- What you will do
Rewrite the listing, starting at the line that contains "TARGET = white throat" and stopping after the last line of the listing, with both ends included and every line kept, including the requests. Offset each coordinate in the answers by adding 123, leave every other number unchanged, and omit the pictures.

##### Entries supplied #####

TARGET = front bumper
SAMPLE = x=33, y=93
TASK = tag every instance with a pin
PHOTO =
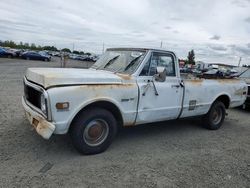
x=247, y=102
x=42, y=126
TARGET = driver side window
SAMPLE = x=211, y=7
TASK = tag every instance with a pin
x=159, y=60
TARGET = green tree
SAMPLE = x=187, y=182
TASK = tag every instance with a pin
x=76, y=52
x=191, y=58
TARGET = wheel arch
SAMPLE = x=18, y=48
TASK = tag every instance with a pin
x=225, y=99
x=105, y=104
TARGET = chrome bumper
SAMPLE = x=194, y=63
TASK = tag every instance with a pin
x=42, y=126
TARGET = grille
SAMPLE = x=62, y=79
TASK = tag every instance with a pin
x=32, y=95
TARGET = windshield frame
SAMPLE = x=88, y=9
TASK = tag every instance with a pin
x=244, y=73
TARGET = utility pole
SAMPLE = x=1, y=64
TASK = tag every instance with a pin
x=239, y=62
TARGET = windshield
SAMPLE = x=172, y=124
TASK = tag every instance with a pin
x=122, y=61
x=246, y=74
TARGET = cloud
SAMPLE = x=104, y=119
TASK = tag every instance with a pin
x=215, y=37
x=167, y=27
x=247, y=19
x=218, y=48
x=89, y=24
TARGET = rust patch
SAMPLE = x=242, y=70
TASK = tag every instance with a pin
x=124, y=76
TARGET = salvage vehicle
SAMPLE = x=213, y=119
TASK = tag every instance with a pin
x=125, y=87
x=246, y=77
x=30, y=55
x=6, y=53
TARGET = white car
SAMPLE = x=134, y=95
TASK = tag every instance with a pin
x=125, y=87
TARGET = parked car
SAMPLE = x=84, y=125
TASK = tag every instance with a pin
x=246, y=77
x=36, y=56
x=6, y=53
x=125, y=87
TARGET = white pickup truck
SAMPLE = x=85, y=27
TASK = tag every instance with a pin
x=125, y=87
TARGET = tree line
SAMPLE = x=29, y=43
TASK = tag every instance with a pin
x=32, y=46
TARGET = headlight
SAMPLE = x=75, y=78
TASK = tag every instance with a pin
x=43, y=104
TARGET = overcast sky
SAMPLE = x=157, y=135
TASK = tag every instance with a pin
x=218, y=31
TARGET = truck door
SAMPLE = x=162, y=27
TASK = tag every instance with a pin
x=159, y=100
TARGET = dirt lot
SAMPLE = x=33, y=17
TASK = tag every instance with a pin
x=169, y=154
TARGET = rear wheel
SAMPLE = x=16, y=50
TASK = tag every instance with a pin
x=93, y=130
x=215, y=116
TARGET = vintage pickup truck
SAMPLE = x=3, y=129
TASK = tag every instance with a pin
x=125, y=87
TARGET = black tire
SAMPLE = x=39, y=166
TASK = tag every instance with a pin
x=215, y=116
x=80, y=130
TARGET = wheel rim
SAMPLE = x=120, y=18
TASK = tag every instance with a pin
x=96, y=132
x=217, y=115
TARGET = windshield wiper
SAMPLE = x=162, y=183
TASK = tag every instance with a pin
x=111, y=61
x=131, y=63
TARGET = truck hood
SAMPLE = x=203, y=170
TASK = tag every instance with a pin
x=48, y=77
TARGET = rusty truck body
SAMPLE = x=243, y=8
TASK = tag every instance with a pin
x=125, y=87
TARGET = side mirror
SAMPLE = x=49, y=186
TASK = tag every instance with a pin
x=161, y=74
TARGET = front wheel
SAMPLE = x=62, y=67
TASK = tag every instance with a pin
x=215, y=116
x=93, y=130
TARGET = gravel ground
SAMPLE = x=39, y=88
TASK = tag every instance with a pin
x=169, y=154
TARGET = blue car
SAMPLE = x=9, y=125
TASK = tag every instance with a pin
x=4, y=53
x=36, y=56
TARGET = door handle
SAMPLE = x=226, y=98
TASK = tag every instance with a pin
x=177, y=86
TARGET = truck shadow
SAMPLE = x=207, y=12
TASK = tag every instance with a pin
x=136, y=134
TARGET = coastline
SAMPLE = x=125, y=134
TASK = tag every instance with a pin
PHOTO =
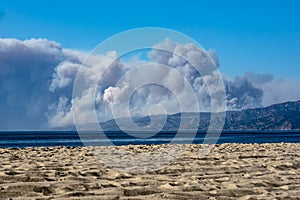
x=229, y=171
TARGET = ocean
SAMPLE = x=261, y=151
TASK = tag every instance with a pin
x=20, y=139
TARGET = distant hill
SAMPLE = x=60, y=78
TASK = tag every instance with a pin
x=283, y=116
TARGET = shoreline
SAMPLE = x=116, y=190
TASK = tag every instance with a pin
x=229, y=171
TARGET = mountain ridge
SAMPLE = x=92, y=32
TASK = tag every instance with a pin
x=281, y=116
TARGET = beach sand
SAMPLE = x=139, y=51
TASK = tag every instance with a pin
x=229, y=171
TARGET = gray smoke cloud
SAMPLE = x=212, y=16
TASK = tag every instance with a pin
x=27, y=69
x=37, y=77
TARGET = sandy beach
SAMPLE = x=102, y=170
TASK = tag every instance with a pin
x=229, y=171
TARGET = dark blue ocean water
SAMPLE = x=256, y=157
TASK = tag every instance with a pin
x=71, y=138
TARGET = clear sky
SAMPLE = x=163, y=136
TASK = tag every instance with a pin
x=257, y=36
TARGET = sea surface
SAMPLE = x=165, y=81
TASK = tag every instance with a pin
x=18, y=139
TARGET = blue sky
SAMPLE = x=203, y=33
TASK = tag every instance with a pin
x=257, y=36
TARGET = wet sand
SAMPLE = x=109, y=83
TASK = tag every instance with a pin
x=229, y=171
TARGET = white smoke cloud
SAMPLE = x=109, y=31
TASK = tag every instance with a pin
x=37, y=77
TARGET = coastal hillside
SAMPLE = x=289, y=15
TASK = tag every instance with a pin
x=283, y=116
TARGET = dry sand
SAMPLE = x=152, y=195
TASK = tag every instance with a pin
x=229, y=171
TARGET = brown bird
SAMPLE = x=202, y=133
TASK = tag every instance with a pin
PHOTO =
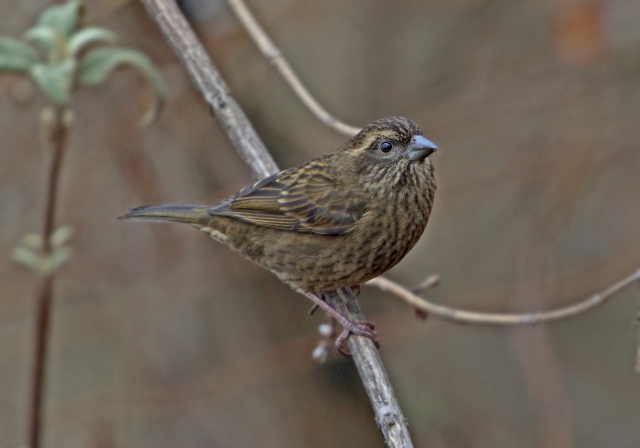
x=336, y=221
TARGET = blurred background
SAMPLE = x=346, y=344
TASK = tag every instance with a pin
x=163, y=338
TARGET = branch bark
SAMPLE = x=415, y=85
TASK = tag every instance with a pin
x=275, y=57
x=207, y=80
x=56, y=138
x=472, y=317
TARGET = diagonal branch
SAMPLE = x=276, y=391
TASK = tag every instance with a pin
x=275, y=57
x=472, y=317
x=246, y=141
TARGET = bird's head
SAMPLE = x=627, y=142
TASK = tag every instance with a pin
x=390, y=150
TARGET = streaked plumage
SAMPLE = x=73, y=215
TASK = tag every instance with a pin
x=336, y=221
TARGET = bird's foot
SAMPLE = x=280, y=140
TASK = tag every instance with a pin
x=366, y=329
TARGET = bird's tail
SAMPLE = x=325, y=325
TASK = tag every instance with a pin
x=189, y=214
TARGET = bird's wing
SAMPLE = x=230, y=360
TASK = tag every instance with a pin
x=297, y=200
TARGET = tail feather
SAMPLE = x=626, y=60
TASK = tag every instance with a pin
x=189, y=214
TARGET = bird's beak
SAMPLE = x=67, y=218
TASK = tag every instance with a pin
x=420, y=148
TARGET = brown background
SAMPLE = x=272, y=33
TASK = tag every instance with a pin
x=162, y=338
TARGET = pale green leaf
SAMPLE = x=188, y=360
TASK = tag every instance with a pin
x=99, y=63
x=63, y=17
x=55, y=80
x=43, y=36
x=88, y=36
x=9, y=63
x=60, y=236
x=32, y=240
x=17, y=48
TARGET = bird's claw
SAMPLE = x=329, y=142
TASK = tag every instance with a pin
x=366, y=329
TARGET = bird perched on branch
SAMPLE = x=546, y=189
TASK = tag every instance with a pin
x=336, y=221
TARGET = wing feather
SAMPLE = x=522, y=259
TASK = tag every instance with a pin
x=299, y=200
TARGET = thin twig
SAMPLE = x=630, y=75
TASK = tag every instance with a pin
x=57, y=137
x=246, y=141
x=472, y=317
x=275, y=57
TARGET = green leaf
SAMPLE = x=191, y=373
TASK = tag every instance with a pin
x=61, y=236
x=10, y=63
x=63, y=17
x=55, y=80
x=99, y=63
x=17, y=48
x=43, y=36
x=88, y=36
x=33, y=241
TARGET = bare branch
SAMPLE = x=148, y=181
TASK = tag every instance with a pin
x=214, y=90
x=246, y=141
x=277, y=59
x=472, y=317
x=389, y=416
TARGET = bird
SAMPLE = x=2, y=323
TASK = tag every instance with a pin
x=336, y=221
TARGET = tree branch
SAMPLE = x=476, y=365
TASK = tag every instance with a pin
x=246, y=141
x=471, y=317
x=275, y=57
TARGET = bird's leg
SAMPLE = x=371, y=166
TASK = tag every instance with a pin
x=349, y=327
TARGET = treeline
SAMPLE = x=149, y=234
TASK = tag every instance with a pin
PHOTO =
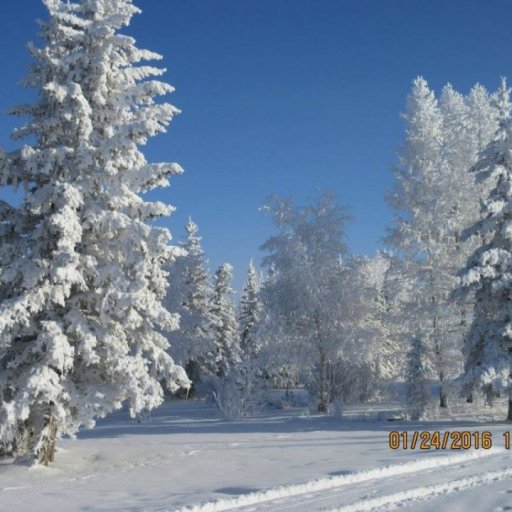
x=425, y=308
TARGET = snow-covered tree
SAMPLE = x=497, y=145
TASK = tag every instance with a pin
x=226, y=336
x=303, y=295
x=190, y=295
x=488, y=349
x=417, y=392
x=435, y=200
x=82, y=279
x=250, y=315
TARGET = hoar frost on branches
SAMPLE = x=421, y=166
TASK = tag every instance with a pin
x=488, y=273
x=190, y=294
x=82, y=279
x=226, y=337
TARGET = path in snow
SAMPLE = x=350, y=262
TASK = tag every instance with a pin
x=379, y=489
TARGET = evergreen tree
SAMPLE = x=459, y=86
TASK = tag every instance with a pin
x=190, y=294
x=250, y=314
x=417, y=393
x=227, y=344
x=488, y=350
x=433, y=212
x=82, y=279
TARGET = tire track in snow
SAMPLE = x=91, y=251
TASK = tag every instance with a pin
x=399, y=499
x=330, y=483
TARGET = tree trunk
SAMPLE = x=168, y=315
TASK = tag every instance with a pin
x=322, y=404
x=442, y=398
x=47, y=452
x=443, y=401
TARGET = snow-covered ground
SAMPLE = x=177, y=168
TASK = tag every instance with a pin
x=187, y=459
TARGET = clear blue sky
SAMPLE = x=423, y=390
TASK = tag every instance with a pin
x=287, y=97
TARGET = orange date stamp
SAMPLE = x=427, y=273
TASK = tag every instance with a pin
x=436, y=440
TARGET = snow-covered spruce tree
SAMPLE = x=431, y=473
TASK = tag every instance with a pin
x=488, y=350
x=417, y=392
x=304, y=299
x=250, y=315
x=431, y=215
x=83, y=281
x=190, y=294
x=226, y=336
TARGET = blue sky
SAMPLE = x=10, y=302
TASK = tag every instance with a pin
x=287, y=97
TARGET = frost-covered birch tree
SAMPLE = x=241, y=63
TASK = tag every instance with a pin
x=250, y=315
x=82, y=274
x=488, y=350
x=303, y=297
x=416, y=381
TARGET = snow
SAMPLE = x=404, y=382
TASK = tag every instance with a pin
x=186, y=459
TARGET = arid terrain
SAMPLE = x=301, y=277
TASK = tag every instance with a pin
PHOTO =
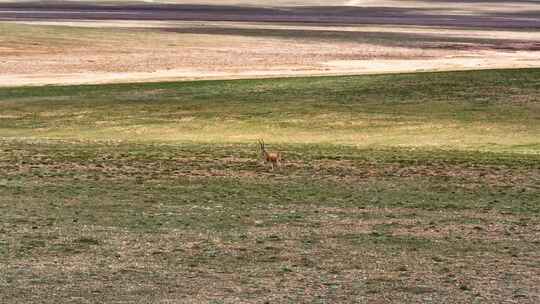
x=130, y=170
x=84, y=42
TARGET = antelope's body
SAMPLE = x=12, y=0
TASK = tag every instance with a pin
x=274, y=158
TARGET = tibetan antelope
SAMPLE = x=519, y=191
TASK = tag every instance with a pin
x=274, y=158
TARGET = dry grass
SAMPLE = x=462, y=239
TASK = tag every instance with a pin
x=41, y=54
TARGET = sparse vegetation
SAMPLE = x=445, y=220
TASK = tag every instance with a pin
x=407, y=188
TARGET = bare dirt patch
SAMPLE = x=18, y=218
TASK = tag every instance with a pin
x=120, y=47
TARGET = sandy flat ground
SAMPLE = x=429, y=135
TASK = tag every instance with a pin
x=42, y=49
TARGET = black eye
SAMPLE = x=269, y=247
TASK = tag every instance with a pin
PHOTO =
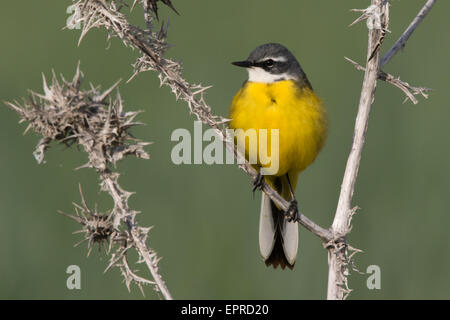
x=268, y=63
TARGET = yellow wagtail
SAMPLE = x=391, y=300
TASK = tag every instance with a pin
x=279, y=96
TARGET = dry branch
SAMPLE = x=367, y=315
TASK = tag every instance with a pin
x=339, y=257
x=153, y=45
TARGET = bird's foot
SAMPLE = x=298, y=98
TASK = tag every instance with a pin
x=292, y=213
x=258, y=182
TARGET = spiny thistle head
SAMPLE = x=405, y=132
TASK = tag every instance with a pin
x=67, y=114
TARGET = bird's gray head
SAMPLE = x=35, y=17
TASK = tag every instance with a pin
x=272, y=62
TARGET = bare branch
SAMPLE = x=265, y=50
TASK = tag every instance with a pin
x=96, y=13
x=401, y=42
x=409, y=90
x=337, y=255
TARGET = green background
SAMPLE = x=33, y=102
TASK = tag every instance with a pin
x=205, y=218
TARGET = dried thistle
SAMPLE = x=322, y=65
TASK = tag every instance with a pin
x=96, y=121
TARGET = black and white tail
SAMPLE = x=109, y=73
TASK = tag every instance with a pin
x=278, y=238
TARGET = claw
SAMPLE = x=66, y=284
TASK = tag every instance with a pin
x=292, y=213
x=258, y=182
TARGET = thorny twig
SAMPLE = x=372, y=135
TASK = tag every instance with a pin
x=97, y=13
x=153, y=45
x=339, y=259
x=99, y=124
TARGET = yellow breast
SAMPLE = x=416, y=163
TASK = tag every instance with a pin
x=296, y=112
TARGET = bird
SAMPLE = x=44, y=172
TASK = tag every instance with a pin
x=278, y=95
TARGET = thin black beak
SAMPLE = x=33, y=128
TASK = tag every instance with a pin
x=244, y=64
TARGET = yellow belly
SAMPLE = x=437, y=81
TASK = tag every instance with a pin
x=296, y=112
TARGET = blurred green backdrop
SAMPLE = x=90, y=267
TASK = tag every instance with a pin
x=205, y=217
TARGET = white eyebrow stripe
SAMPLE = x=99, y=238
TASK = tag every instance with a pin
x=262, y=76
x=277, y=59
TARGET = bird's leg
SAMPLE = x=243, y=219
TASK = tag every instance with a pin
x=258, y=182
x=292, y=213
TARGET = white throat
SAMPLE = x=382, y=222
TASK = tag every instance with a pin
x=256, y=74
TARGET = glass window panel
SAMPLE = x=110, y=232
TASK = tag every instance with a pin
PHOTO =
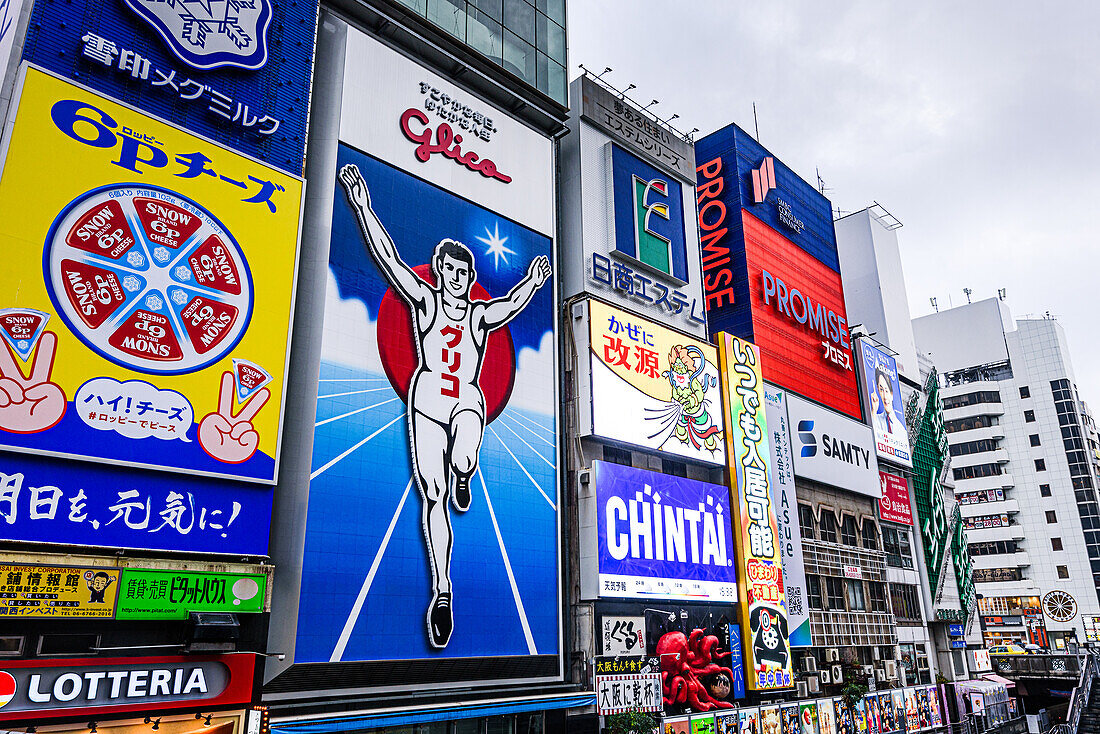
x=450, y=15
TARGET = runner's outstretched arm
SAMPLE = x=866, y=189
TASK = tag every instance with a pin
x=378, y=242
x=499, y=311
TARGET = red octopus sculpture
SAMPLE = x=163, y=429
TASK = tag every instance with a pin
x=681, y=674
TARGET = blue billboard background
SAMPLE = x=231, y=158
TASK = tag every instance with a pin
x=76, y=503
x=106, y=45
x=631, y=488
x=366, y=581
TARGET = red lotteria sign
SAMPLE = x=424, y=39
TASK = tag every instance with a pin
x=34, y=691
x=893, y=504
x=799, y=320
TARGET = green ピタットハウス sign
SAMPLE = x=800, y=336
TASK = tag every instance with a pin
x=149, y=594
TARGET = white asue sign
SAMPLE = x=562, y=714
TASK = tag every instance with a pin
x=833, y=449
x=640, y=691
x=435, y=130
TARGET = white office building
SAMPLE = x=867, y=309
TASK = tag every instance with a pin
x=1024, y=463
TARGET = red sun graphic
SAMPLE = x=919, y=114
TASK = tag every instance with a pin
x=397, y=349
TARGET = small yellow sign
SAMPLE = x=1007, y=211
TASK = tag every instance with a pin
x=57, y=591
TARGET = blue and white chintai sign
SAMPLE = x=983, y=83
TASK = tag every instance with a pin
x=662, y=537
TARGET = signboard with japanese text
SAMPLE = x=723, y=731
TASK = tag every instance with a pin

#####

- Output
TARGET = white throat
SAMPLE = x=382, y=222
TASK = tag every instance with a pin
x=379, y=197
TARGET = glass window panel
SAMPLE = x=110, y=232
TASK = tag every instance with a pin
PHOTO =
x=573, y=138
TARGET = runner's outstretched arm
SAMPLE = x=866, y=189
TASK = tag every instance with a pin
x=501, y=365
x=622, y=434
TARGET = red octopus sculpture
SAMPLE = x=163, y=429
TASK = tag every instance with a pin
x=804, y=797
TARGET = blue billboard background
SAMPLE = x=231, y=158
TASK = tag every instance with a pin
x=199, y=626
x=229, y=168
x=754, y=611
x=489, y=704
TARGET = red lotteria sign
SAMPLE = x=424, y=39
TASK = tag every instance with a pin
x=157, y=814
x=1016, y=627
x=922, y=443
TARGET = green ピタットハウス sign
SAMPLE = x=800, y=336
TASK = tag every instance with a pin
x=272, y=717
TARGET = white asue sign
SAMPLE = x=562, y=714
TASK = tag every instance with a pin
x=956, y=572
x=763, y=814
x=558, y=253
TARGET = white office building
SAMPLE = x=867, y=309
TASK = tag every instance with a pin
x=1147, y=586
TARGET = red sun graphic
SAMPLE = x=919, y=114
TASK = tag every instance with a pin
x=520, y=472
TARGET = small yellow sign
SAMPLE = x=1007, y=211
TASK = tag every instance with a pin
x=180, y=714
TARGET = blue and white chintai sign
SAMPLE = x=983, y=83
TASK = tag every instance with a pin
x=785, y=660
TARGET = signboard with japanese text
SAMPLE = x=723, y=731
TASK = tag every instance with a pin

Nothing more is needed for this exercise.